**HOW TO COMPLETE THIS TASK:**
Could you restate word for word every line from the one containing "Keypoint placement: for each instance of the light" to the end of the records, and nothing else?
Start of DATASET CONTENT
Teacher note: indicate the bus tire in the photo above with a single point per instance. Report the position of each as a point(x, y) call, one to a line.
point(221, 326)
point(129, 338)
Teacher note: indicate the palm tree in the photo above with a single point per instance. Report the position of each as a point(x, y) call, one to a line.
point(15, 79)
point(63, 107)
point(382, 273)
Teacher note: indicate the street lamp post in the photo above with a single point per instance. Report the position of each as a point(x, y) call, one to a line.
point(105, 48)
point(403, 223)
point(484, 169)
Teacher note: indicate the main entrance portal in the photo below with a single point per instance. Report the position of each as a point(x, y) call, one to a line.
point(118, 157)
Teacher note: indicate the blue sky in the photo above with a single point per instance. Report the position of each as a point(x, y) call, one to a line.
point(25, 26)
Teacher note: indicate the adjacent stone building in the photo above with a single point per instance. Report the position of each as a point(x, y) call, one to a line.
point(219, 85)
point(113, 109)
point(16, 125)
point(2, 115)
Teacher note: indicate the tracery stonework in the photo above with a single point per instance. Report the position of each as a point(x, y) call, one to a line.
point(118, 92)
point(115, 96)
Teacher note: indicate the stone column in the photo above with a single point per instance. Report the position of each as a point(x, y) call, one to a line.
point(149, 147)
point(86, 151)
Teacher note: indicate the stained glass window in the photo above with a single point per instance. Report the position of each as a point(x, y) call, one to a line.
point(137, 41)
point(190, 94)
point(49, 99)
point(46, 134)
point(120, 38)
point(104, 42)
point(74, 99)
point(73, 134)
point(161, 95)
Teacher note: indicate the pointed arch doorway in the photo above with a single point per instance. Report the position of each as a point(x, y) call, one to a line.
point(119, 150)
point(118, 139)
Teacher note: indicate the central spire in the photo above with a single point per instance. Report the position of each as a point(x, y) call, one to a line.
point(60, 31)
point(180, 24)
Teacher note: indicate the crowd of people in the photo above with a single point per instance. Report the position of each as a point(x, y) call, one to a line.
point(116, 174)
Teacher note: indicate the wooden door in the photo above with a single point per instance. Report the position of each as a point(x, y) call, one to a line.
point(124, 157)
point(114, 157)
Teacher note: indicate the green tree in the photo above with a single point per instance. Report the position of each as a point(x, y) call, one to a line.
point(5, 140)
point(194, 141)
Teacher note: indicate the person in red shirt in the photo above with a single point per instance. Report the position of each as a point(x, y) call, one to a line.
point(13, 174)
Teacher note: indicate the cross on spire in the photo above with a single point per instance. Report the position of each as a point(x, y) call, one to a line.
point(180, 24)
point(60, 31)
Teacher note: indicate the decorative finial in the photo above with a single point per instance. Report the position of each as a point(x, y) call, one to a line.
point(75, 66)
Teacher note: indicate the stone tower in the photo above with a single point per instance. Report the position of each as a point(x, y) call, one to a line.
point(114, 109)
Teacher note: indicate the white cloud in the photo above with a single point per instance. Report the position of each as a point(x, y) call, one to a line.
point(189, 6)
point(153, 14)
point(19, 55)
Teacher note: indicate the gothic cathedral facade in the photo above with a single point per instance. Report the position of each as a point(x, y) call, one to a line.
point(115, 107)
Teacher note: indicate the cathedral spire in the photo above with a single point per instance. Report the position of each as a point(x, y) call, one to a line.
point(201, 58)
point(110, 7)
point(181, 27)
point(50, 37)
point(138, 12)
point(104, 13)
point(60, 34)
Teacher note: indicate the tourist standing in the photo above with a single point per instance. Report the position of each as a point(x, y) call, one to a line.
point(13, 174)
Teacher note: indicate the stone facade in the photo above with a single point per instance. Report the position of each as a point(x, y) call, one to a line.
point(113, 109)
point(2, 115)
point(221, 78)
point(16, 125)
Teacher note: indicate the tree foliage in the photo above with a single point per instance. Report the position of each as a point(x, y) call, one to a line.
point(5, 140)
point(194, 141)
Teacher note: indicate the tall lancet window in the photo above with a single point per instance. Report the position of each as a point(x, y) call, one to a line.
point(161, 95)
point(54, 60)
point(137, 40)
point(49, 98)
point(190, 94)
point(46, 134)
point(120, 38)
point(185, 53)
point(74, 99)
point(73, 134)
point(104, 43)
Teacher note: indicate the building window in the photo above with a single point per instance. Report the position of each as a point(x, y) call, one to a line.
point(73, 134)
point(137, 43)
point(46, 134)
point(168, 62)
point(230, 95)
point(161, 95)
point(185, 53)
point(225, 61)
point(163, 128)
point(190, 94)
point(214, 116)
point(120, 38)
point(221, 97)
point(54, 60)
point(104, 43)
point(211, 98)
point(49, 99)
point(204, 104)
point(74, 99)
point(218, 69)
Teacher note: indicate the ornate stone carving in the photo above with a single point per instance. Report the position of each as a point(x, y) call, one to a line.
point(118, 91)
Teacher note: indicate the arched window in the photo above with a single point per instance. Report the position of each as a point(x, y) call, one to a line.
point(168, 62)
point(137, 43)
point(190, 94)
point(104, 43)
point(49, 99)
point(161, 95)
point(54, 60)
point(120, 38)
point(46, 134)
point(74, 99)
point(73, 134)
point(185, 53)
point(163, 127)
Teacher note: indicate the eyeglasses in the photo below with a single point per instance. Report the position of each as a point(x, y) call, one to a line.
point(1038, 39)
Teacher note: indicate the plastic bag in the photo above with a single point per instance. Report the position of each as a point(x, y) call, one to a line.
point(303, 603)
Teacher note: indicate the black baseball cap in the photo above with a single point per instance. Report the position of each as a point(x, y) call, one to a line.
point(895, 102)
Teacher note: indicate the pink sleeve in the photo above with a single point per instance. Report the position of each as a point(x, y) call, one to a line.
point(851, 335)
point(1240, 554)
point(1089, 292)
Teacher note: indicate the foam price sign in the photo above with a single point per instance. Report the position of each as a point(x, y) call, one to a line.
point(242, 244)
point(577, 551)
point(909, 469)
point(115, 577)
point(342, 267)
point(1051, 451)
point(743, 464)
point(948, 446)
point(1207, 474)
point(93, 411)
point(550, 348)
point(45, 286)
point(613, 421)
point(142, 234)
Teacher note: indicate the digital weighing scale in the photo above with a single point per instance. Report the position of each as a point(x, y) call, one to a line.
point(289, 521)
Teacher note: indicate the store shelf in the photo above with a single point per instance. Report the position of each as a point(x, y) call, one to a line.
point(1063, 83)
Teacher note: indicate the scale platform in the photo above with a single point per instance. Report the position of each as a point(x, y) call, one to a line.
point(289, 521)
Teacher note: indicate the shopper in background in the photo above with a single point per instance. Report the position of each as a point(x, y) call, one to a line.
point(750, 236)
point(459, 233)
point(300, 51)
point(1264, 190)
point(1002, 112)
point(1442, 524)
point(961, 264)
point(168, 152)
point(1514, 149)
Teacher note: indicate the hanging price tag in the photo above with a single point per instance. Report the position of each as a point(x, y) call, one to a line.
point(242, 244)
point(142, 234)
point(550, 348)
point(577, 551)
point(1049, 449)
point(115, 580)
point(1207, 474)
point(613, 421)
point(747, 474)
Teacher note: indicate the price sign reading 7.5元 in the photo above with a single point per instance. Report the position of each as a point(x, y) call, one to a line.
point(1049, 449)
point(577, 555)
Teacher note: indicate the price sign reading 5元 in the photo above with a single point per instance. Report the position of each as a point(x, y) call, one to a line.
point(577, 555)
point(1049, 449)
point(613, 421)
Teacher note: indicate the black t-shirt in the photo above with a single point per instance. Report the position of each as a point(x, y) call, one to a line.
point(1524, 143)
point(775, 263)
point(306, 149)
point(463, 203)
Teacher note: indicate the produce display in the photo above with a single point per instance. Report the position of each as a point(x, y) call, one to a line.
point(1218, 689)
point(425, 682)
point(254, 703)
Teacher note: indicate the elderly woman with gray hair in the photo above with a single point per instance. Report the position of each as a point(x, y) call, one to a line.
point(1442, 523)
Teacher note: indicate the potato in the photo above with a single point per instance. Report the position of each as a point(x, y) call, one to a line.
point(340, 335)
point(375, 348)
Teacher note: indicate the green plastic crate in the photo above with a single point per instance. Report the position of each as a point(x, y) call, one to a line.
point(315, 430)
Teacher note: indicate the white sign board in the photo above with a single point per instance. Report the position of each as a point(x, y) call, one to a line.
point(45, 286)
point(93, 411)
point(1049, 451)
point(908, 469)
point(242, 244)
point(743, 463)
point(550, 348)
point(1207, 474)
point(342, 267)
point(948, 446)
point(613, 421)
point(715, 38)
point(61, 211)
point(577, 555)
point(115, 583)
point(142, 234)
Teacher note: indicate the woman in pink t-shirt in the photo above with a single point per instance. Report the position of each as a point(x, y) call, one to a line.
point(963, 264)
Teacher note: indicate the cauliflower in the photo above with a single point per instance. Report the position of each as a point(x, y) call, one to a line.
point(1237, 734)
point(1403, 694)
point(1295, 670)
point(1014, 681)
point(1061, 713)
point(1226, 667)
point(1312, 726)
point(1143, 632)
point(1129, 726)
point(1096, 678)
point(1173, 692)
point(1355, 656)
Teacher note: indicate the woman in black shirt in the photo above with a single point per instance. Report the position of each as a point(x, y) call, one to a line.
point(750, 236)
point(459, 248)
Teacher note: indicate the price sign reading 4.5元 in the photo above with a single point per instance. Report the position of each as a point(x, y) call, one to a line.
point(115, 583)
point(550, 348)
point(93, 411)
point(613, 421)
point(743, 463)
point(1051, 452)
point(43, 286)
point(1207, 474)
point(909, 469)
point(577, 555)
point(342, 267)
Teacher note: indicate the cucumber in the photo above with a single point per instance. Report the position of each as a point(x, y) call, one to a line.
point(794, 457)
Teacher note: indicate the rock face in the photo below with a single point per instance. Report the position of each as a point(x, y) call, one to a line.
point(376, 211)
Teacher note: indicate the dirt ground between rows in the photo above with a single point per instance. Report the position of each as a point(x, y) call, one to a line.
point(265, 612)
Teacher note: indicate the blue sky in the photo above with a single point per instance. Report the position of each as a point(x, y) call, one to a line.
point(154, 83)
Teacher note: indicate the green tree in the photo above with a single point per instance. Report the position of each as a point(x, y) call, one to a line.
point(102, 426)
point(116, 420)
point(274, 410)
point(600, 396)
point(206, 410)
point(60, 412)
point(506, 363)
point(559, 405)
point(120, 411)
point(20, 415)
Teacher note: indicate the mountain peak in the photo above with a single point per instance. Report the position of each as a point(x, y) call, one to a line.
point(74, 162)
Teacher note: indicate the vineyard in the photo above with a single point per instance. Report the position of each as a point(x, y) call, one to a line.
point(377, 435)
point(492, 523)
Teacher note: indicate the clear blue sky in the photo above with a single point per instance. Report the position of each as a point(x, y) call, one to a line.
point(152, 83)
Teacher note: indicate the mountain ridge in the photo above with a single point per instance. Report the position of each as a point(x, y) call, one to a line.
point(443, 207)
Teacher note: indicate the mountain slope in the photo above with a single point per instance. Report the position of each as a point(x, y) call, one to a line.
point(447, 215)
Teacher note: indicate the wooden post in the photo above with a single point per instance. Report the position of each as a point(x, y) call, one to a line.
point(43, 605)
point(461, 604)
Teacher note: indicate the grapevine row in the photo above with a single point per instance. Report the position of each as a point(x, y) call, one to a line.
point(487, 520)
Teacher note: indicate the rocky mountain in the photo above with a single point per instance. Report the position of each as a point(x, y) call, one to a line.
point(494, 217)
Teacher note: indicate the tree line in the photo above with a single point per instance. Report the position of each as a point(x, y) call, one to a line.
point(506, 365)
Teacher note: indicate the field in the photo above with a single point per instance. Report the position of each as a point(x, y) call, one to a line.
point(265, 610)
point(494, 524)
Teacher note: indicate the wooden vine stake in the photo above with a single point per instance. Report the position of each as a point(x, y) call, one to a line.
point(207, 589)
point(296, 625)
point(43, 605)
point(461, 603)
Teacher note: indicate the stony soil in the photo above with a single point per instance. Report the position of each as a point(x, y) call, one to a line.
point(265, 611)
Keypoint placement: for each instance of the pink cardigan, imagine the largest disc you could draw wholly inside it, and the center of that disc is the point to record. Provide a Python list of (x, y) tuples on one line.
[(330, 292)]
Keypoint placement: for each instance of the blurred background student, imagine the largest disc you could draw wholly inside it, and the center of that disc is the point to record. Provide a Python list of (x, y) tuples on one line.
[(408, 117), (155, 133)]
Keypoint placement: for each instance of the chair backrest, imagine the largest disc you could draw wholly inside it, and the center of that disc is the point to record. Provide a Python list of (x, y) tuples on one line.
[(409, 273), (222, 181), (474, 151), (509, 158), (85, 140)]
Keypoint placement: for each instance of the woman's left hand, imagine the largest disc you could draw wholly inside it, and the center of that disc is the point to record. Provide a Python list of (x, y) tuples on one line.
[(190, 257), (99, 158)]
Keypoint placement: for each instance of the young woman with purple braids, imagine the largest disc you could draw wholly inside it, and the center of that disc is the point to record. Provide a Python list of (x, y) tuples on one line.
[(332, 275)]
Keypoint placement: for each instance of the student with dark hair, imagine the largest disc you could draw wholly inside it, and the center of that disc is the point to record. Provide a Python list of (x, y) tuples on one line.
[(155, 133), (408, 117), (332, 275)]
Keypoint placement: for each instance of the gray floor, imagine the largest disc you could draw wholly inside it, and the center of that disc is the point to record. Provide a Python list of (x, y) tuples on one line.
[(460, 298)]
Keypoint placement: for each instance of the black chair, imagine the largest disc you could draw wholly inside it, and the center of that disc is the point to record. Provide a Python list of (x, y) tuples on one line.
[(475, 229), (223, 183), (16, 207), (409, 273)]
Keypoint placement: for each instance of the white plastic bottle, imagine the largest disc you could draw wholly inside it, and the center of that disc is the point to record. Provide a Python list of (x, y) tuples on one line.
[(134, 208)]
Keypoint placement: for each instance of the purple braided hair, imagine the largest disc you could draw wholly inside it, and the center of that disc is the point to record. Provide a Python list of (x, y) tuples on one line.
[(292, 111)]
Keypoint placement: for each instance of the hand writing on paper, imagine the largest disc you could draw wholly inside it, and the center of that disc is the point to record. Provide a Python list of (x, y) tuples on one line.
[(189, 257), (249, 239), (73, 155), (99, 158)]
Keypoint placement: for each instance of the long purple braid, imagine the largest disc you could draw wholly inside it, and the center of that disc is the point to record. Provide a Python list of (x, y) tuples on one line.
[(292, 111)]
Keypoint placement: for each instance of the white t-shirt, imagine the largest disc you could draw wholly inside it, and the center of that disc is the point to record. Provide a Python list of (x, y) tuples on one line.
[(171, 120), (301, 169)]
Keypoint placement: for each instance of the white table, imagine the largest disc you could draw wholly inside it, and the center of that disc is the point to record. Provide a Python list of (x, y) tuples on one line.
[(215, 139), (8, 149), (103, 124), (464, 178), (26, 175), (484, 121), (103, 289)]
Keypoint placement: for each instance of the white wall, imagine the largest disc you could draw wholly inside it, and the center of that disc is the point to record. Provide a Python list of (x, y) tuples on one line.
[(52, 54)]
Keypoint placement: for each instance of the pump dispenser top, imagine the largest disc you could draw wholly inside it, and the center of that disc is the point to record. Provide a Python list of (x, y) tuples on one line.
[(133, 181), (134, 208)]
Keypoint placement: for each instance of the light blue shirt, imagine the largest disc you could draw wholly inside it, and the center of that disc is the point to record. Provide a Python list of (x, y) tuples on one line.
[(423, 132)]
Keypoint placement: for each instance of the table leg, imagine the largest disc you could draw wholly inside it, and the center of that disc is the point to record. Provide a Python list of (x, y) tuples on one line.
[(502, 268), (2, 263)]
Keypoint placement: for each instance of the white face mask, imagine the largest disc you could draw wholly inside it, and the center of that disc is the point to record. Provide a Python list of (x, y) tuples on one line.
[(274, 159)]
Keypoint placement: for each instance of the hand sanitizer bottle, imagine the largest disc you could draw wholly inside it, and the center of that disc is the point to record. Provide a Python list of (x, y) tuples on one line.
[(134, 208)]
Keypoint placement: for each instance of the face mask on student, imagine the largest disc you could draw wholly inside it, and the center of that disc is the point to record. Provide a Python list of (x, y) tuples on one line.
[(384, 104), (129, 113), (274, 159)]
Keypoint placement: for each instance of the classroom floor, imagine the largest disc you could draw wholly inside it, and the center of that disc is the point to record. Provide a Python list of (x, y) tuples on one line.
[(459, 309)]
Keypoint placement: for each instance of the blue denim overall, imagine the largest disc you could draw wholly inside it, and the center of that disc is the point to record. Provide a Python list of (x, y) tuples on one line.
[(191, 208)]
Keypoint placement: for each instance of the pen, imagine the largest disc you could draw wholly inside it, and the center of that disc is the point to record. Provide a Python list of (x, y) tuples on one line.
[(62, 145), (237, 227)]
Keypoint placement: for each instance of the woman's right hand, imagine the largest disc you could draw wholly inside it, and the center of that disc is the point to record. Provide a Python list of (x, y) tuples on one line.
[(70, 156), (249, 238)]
End of DATASET CONTENT
**ANSWER BOX:**
Keypoint placement: for each instance of the light blue shirt, imagine the largest disc you could draw wholly inside it, and the center of that disc is the point to record. Provide a Python list of (x, y) tuples on one line.
[(423, 132)]
Keypoint placement: for each instance of the table leg, imagine the largest disc you could draw wholly inside it, and the center of that disc is the point to record. Provide a Python list of (x, y) tuples on one line.
[(502, 268), (2, 263)]
Keypoint placement: for each instance of the white face mask, imagine the largest disc you could draw wholly inside it, and the center of that disc is the point to record. Provide a Python list of (x, y) tuples on one line.
[(274, 159)]
Keypoint placement: for each instance of the hand sanitizer bottle, imagine the largest disc you could draw wholly inside it, and the center of that disc is the point to record. Provide a Python list of (x, y) tuples on one line.
[(134, 208)]
Keypoint placement: for each instance of the face mask on student, imagine the largest disc you could draw wholly inside it, and the center of that disc is the point to record. Provide a Python list of (x, y) tuples on one line.
[(384, 104), (129, 113), (274, 159)]
Keypoint placement: for each instance of the classroom floor, imagine the largest disc you could draw wholly inside it, and the center of that disc is the point to record. Provide a Python list of (x, y) tuples on one line.
[(459, 309)]
Keypoint placement: for each instance of the blue denim overall, imagine the largest disc you could draw wholly inside it, and the center of that disc is the point to record. Provide a Python list of (x, y) tuples on one line.
[(191, 208)]
Keypoint placement: for each instance of the pen, imagine the largest disc you could draw wholly inside it, and the center of that disc is the point to record. Provide a Python list of (x, y) tuples on one line.
[(62, 145), (237, 227)]
Keypoint placement: for each instance of the woman's right hand, imagine the largest disc you could draw wholly inside it, and the center of that disc is the point to record. Provide a Python list of (x, y) tuples on one line.
[(70, 156), (249, 238)]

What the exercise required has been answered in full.